Each line of the listing below should be restated word for word.

Exercise material section start

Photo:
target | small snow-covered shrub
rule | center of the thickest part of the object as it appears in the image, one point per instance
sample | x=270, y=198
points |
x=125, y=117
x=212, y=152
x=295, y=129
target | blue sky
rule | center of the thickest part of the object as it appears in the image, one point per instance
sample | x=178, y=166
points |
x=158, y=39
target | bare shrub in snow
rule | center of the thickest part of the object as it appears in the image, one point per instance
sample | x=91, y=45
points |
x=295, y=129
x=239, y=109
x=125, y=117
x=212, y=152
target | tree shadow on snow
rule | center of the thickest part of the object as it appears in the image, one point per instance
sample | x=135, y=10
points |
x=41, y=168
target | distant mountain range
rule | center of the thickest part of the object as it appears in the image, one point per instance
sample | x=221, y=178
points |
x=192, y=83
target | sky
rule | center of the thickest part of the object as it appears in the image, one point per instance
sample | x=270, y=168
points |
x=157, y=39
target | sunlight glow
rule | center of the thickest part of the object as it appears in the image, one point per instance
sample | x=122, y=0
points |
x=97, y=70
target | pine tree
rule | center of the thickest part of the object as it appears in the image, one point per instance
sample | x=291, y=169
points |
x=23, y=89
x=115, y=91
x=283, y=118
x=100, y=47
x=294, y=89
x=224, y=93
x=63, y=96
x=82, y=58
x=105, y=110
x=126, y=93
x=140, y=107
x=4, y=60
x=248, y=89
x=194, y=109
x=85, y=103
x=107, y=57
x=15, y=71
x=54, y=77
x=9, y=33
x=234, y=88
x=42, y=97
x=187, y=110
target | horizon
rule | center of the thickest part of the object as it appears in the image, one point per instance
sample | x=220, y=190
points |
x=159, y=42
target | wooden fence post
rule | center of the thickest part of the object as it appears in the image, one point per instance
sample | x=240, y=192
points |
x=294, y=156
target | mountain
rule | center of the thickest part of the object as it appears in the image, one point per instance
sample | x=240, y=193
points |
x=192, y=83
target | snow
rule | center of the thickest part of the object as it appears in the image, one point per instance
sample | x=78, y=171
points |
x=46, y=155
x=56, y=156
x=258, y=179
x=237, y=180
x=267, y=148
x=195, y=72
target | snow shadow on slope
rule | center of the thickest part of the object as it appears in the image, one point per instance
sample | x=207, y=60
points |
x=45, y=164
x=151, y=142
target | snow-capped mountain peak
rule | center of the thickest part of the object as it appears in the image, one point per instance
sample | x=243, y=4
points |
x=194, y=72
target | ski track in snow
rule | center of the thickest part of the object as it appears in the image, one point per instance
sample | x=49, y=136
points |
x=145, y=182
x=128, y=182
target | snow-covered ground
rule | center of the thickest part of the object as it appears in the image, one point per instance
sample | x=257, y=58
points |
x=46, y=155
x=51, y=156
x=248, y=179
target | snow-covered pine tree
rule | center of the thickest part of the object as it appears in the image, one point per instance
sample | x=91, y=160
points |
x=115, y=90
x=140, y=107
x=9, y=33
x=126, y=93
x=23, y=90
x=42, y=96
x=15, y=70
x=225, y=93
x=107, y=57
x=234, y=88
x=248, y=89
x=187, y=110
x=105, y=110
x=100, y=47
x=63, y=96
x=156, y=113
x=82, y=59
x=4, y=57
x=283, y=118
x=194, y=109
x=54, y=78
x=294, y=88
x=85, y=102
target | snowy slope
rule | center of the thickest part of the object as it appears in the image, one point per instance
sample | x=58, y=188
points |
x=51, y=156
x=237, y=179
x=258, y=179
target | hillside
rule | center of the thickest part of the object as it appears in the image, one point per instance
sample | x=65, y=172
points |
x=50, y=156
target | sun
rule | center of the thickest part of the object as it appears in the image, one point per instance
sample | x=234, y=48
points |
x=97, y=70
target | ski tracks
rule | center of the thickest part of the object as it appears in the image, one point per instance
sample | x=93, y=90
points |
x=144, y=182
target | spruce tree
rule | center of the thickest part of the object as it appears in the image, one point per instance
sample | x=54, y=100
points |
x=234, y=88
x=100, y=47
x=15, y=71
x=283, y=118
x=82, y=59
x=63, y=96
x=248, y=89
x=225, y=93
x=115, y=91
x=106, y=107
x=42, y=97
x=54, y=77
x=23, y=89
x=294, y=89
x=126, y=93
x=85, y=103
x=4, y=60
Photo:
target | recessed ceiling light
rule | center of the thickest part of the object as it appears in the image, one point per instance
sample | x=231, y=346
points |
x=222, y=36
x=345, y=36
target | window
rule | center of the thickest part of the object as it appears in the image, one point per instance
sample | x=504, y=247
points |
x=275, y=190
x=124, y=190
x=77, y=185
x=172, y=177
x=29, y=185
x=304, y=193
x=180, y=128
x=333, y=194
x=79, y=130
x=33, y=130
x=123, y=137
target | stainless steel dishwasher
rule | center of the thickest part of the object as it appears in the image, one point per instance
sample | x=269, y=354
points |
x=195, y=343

Exercise material section end

Answer space
Photo:
target | small snow-covered shrub
rule | center of the thickest part of the object as it appears in the image, one point per instance
sample | x=270, y=198
points |
x=125, y=117
x=212, y=152
x=295, y=129
target | blue sky
rule | center of the thickest part of the object as it appears in the image, one point per instance
sample | x=178, y=166
points |
x=158, y=39
target | bare shrub in snow
rule | center of the thickest part of the object as it appears in the image, one point per instance
sample | x=91, y=45
points |
x=295, y=129
x=239, y=109
x=125, y=117
x=212, y=152
target | tree shadow on snow
rule | center of the thickest part of the object as it appears in the image, one point per instance
sample | x=135, y=10
points |
x=41, y=168
target | distant mountain range
rule | center of the thickest part of the object as it appears in the image, one point per instance
sample | x=221, y=178
points |
x=192, y=83
target | sky
rule | center of the thickest part of the object as it appears in the image, one point per instance
sample | x=270, y=168
points |
x=157, y=39
target | sunlight glow
rule | center of the thickest part of the object as it appears in the image, one point per instance
sample | x=122, y=0
points |
x=97, y=70
target | pine tree
rule | center of the thickest part of the object as it appears in the image, one point per instance
sample | x=291, y=169
points |
x=23, y=89
x=115, y=91
x=283, y=118
x=100, y=47
x=294, y=89
x=224, y=93
x=63, y=96
x=82, y=58
x=105, y=110
x=126, y=93
x=140, y=107
x=4, y=60
x=248, y=89
x=194, y=109
x=85, y=103
x=107, y=57
x=15, y=71
x=54, y=77
x=9, y=33
x=234, y=88
x=42, y=97
x=187, y=110
target | horizon
rule | center of the thickest part of the object as it appears in the image, one point per instance
sample | x=220, y=190
points |
x=159, y=42
target | wooden fence post
rule | center of the thickest part of the object as it appears in the image, one point per instance
sample | x=240, y=192
points |
x=294, y=156
target | mountain
rule | center of the thickest part of the object as it appears in the image, one point per instance
sample | x=240, y=193
points |
x=192, y=83
target | snow
rule | center of the thickest part of the object as it appears in the image, one point per instance
sample | x=78, y=171
points |
x=46, y=155
x=56, y=156
x=258, y=179
x=237, y=180
x=267, y=148
x=195, y=72
target | snow shadow on slope
rule | center of the thickest part of the object as it appears in the image, one point per instance
sample | x=207, y=60
points |
x=45, y=164
x=151, y=142
target | snow-capped mountain peak
rule | center of the thickest part of the object as it appears in the image, one point per instance
sample | x=243, y=4
points |
x=194, y=72
target | ski track in snow
rule | center of the thickest part of the object as it appears in the image, one point per instance
sample | x=49, y=136
points |
x=145, y=182
x=128, y=182
target | snow-covered ground
rule | center of the thickest part of the object as it appears in the image, one point per instance
sample | x=257, y=58
points |
x=46, y=155
x=51, y=156
x=248, y=179
target | snow-covered pine tree
rule | center of the thickest part of the object as it appears in the image, one point per instance
sample | x=91, y=160
points |
x=115, y=90
x=140, y=107
x=9, y=33
x=126, y=93
x=23, y=90
x=42, y=96
x=15, y=70
x=225, y=93
x=107, y=57
x=234, y=88
x=248, y=89
x=187, y=110
x=105, y=110
x=100, y=47
x=63, y=96
x=156, y=113
x=82, y=59
x=4, y=57
x=283, y=118
x=194, y=109
x=54, y=78
x=294, y=88
x=85, y=102
target | snowy slope
rule | center of the thickest part of the object as it appears in the image, one point per instance
sample | x=58, y=188
points |
x=51, y=156
x=237, y=179
x=258, y=179
target | hillside
rule | center of the thickest part of the object as it appears in the image, one point per instance
sample | x=65, y=172
points |
x=50, y=156
target | sun
rule | center of the thickest part of the object as it appears in the image, one point per instance
sample | x=234, y=48
points |
x=97, y=70
target | ski tracks
rule | center of the thickest part of the object as it appears in the image, one point per instance
sample | x=93, y=90
points |
x=144, y=182
target | spruce tree
rule | center of the thickest part of the object as it appears in the image, one point per instance
sample | x=54, y=100
points |
x=234, y=88
x=100, y=47
x=15, y=71
x=283, y=118
x=82, y=59
x=63, y=96
x=248, y=89
x=225, y=93
x=115, y=91
x=106, y=107
x=42, y=97
x=54, y=77
x=23, y=89
x=294, y=89
x=126, y=93
x=85, y=103
x=4, y=60
Photo:
target | recessed ceiling light
rule | center of the thickest part of the object as it appears in the image, one point per instance
sample | x=231, y=346
points |
x=222, y=36
x=345, y=36
target | window
rule | center of the thickest part of the object as it appears in the image, one point per instance
sample | x=504, y=247
points |
x=275, y=190
x=124, y=190
x=77, y=185
x=172, y=177
x=29, y=185
x=304, y=193
x=180, y=128
x=333, y=194
x=79, y=130
x=33, y=130
x=123, y=137
target | stainless steel dishwasher
rule | center of the thickest part of the object as it appears in the image, one point per instance
sample | x=269, y=354
points |
x=195, y=343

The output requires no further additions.